### TEXT EXCERPT
· · · · · · ·

PHOENIX, AZ (November 21, 2011) – A lifelong fraud artist will spend the next 16 years in prison according to a sentence handed down by Judge Warren Granville. Jeffrey Allen Herald (D.O.B. 6/26/58) pled guilty to five class 2 felony counts of Fraudulent Schemes and Artifices for bilking 38 victims out of $500,000. Herald’s prison term will be followed by five years of supervised probation.
“Despite previous convictions and punishments, this defendant continued to prey on innocent victims and rob them of their hard-earned money. He will have an appropriately long time in prison to ponder the extensive harm he has caused others,” remarked Maricopa County Attorney Bill Montgomery.
The case against Herald is just the latest criminal episode in a long career of illegal activity that started with his first arrest in 1979 at the age of 21. To date, Herald has been arrested for fraud or theft more than twenty times in Florida, California, Colorado, Wisconsin and Arizona. Despite eight felony convictions in four states, Herald was able to continue perpetrating fraud on unsuspecting victims because he repeatedly changed his name to conceal his criminal history.
Virtually all of Herald’s crimes followed the same basic pattern: he would set up a phony business and take money for services that were never performed. After serving six months in jail in Florida for running a fraudulent fencing company in 1979, Herald ran similar scam operations in California, Wisconsin and Colorado, resulting in open warrants in the latter two jurisdictions after he fled.
He came to Arizona in 1985 and was convicted the following year for fraudulently obtaining a business loan and cashing thousands of dollars in checks on closed accounts. At the time of his sentencing, he fled to Texas where he started three more companies under a false name. In 1988, Herald was convicted of defrauding seventeen victims by taking their money and promising to perform concrete work which was never completed. He was sentenced to 10 years of probation in Texas and was returned to Arizona where he was sentenced to ten years in prison for his previous crimes.

· · · · · · ·

Natural language region descriptions:

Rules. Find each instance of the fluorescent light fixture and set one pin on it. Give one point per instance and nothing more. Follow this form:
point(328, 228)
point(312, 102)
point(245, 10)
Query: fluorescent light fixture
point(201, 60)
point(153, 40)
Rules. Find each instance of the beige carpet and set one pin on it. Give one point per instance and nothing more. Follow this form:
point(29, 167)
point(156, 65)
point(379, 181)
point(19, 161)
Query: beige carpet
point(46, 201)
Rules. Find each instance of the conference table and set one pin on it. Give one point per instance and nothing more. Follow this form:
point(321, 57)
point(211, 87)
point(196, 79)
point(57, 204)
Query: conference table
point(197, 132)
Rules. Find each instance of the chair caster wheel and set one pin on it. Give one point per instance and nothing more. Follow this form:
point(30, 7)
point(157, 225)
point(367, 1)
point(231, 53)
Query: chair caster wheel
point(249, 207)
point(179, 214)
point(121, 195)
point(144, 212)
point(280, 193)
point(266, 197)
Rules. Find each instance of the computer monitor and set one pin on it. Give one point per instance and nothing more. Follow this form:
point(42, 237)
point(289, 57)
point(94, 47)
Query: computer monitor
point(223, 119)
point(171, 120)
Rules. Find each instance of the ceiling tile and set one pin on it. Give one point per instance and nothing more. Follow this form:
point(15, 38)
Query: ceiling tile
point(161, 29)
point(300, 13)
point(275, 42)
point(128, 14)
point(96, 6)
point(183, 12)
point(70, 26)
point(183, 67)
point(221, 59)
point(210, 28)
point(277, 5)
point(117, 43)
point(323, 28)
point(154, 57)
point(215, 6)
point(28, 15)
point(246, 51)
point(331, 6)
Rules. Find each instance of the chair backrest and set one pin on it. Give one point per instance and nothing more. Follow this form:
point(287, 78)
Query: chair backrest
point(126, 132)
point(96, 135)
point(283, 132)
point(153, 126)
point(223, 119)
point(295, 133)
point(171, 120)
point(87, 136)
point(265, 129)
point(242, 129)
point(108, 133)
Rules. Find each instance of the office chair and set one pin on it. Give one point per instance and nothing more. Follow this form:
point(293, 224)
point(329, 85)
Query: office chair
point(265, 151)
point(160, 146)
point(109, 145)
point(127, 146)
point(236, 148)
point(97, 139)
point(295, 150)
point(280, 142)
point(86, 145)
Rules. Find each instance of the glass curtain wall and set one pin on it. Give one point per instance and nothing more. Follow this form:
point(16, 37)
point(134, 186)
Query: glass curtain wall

· · · · · · ·

### EXERCISE SET
• A. According to the fraud sentencing report, how many victims did Herald defraud in the case that led to his 16-year sentence?
• B. Continue the fraud sentencing report from the point where it stops.

### ANSWERS FOR THE EXERCISE
• A. 38 victims

• B.
While on parole in Arizona in 1993, Herald continued to commit fraud, scamming another thirty victims by promising fencing work that was never performed. He was sent back to prison, paroled in 2002, after which he absconded and was returned to prison in 2003. After his release in 2005, Herald continued to commit fraud by claiming to be an attorney and taking money for legal services which he never completed. After the State Bar sued him to Cease and Desist, Herald signed an agreement to stop presenting himself as an attorney. He then launched a commercial loan origination business, promising customers fast, high-dollar commercial loans. Once again, unsuspecting victims lost their money.
In September 2008, Herald was indicted on 78 counts of Fraudulent Schemes and Theft. During the pendency of his case, he feigned multiple illness including lung cancer, prostate cancer, gall bladder disease, Parkinson’s disease and ligament cancer. He had two Rule 11 proceedings, only to be found to be malingering. He pled guilty to five counts and will not be eligible for early release until 2025.
The number of known victims of Jeffrey Herald’s criminal career stands at 205, including those in the current case.